Objectif 1: Indiquez combien de lignes des enregistrements contiennent la chaîne « dark », en respectant la casse. Répondez par ce seul nombre.

Texte fourni:
%%

Dans cette planche, Victor apparaît encore dans l’insouciance du départ : alangui sur son lit, il contemple une photo de sa fiancée. Par cette scène, le scénariste Laurent Rullier donne déjà le ton : le héros, naïf et sentimental, s’apprête à être happé dans un monde qui le dépasse. Contrairement aux protagonistes de Pratt, toujours mus par la quête d’un trésor ou d’un idéal, Victor Levallois va se lancer dans une aventure motivée par le désir amoureux, bientôt confronté à l’amère réalité — la femme rêvée devenant une prostituée malade et vouée à la mort.

Cette planche est aussi marquée par une bascule narrative : le décor s’élargit du cadre intime à l’univers portuaire de Marseille. Le navire Casamance et la cohorte de camions annoncent le rôle central des trafics et des circuits économiques dans lesquels Victor va être entraîné, parfois malgré lui, par les réseaux de la « mafia de l’argent ». Le choix du nom du bateau n’est pas anodin : la Casamance est une région du sud du Sénégal, ancien territoire de l’Afrique occidentale française. En baptisant ce cargo de ce nom, Rullier et Stanislas convoquent l’imaginaire colonial, les résonances d’un empire disparu et les routes commerciales qui reliaient jadis l’Afrique et l’Asie.

Enfin, on voit ici apparaître pour la première fois Arnaud de Cotigny. Ce personnage secondaire joue un rôle clé : officier héroïque, flamboyant et autodestructeur, il incarne une figure nihiliste et aventurière qui initie Victor à la vie du grand large et aux contradictions de l’Extrême-Orient. Sa voix emphatique, saluant le vieux cargo rouillé comme un compagnon d’armes, résume à elle seule son mélange de bravoure et de désillusion.

Cette planche condense ainsi les grands thèmes de la série : le décalage entre innocence et violence, l’enchevêtrement du commerce et de la guerre, le contraste entre le désir intime et la dureté historique. Elle illustre parfaitement la manière dont Rullier et Stanislas tissent, derrière l’apparente légèreté de la ligne claire, un récit d’une grande profondeur existentielle.

Depuis les années soixante-dix, la « ligne claire » s’est transformée d’un style défini par Hergé en une véritable famille artistique élargie. Des théoriciens comme Benoît Peeters et Thierry Groensteen ont montré qu’il ne s’agissait pas seulement d’une convention graphique, mais bien d’un discours, d’une attitude face au monde. Dans ce champ où chacun – Chaland, Swarte, Floc’h, Ever Meulen – a trouvé une position propre, Stanislas Barthélémy (né en 1961) occupe une place singulière, celle d’un représentant d’une variante poétique et introspective de la ligne claire.

%%

Données fournies:
%%

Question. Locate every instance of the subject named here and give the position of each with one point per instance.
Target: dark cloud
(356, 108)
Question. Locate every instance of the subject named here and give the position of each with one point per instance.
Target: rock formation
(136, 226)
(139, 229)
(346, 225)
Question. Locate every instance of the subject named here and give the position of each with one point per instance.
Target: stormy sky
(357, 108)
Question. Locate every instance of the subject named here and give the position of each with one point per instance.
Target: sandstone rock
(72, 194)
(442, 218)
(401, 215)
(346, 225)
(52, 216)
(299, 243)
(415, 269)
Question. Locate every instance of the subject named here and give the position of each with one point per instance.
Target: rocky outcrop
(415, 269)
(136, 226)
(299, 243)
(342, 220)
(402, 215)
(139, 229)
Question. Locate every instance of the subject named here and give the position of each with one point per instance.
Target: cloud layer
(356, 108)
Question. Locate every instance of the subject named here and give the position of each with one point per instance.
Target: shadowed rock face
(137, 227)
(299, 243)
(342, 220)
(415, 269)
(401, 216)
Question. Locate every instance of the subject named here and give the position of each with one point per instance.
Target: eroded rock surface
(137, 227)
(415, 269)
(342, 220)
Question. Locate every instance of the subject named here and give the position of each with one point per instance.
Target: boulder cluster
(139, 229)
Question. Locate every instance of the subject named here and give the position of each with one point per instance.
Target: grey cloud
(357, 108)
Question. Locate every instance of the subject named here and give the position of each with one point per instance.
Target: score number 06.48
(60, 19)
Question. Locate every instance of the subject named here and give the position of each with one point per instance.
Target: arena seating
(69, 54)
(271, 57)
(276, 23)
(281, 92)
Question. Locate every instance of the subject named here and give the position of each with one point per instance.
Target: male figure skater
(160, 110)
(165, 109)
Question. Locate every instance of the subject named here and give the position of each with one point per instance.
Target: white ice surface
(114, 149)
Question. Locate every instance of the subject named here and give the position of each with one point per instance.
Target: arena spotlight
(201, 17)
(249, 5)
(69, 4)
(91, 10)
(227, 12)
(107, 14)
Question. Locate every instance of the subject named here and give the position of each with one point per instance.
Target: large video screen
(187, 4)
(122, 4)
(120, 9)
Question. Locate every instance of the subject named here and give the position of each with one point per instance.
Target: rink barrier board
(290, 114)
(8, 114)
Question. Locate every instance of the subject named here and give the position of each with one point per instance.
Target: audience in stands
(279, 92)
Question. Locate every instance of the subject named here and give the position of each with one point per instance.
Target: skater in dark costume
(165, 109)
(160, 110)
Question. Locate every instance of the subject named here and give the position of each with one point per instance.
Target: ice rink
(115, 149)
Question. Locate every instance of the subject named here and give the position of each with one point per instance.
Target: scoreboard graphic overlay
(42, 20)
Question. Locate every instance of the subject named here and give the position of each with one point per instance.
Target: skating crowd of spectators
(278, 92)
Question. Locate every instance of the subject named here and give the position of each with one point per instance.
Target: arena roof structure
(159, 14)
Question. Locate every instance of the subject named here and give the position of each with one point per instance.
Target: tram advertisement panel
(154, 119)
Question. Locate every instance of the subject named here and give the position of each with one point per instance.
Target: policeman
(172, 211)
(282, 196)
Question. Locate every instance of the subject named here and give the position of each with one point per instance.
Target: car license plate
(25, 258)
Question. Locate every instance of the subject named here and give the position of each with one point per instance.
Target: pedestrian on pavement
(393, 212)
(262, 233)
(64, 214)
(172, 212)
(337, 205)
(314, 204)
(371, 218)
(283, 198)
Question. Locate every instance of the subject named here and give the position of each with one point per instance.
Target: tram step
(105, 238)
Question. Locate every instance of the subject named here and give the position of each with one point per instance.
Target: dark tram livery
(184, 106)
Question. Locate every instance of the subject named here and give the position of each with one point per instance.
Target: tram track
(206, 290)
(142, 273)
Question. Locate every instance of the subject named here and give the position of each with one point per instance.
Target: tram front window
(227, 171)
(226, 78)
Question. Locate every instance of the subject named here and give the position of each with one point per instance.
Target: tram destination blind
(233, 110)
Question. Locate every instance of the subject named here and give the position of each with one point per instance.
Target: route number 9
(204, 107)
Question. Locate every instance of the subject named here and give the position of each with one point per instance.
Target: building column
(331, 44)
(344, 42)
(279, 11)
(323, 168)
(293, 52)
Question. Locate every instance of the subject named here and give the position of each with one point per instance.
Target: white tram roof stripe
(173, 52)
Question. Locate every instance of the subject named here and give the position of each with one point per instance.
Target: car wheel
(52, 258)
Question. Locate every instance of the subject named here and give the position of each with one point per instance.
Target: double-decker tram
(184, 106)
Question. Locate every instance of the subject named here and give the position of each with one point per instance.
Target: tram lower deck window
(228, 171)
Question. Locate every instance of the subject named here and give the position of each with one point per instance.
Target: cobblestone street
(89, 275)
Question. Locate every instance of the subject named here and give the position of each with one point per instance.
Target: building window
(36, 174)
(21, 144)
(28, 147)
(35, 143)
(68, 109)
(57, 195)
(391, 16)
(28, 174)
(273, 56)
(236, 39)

%%

Objectif 2: Reproduisez mot pour mot le passage du texte fourni qui commence par « Depuis les années » et se poursuit jusqu'à « la ligne claire. ».

Solution complète 1: 3

Solution complète 2:
Depuis les années soixante-dix, la « ligne claire » s’est transformée d’un style défini par Hergé en une véritable famille artistique élargie. Des théoriciens comme Benoît Peeters et Thierry Groensteen ont montré qu’il ne s’agissait pas seulement d’une convention graphique, mais bien d’un discours, d’une attitude face au monde. Dans ce champ où chacun – Chaland, Swarte, Floc’h, Ever Meulen – a trouvé une position propre, Stanislas Barthélémy (né en 1961) occupe une place singulière, celle d’un représentant d’une variante poétique et introspective de la ligne claire.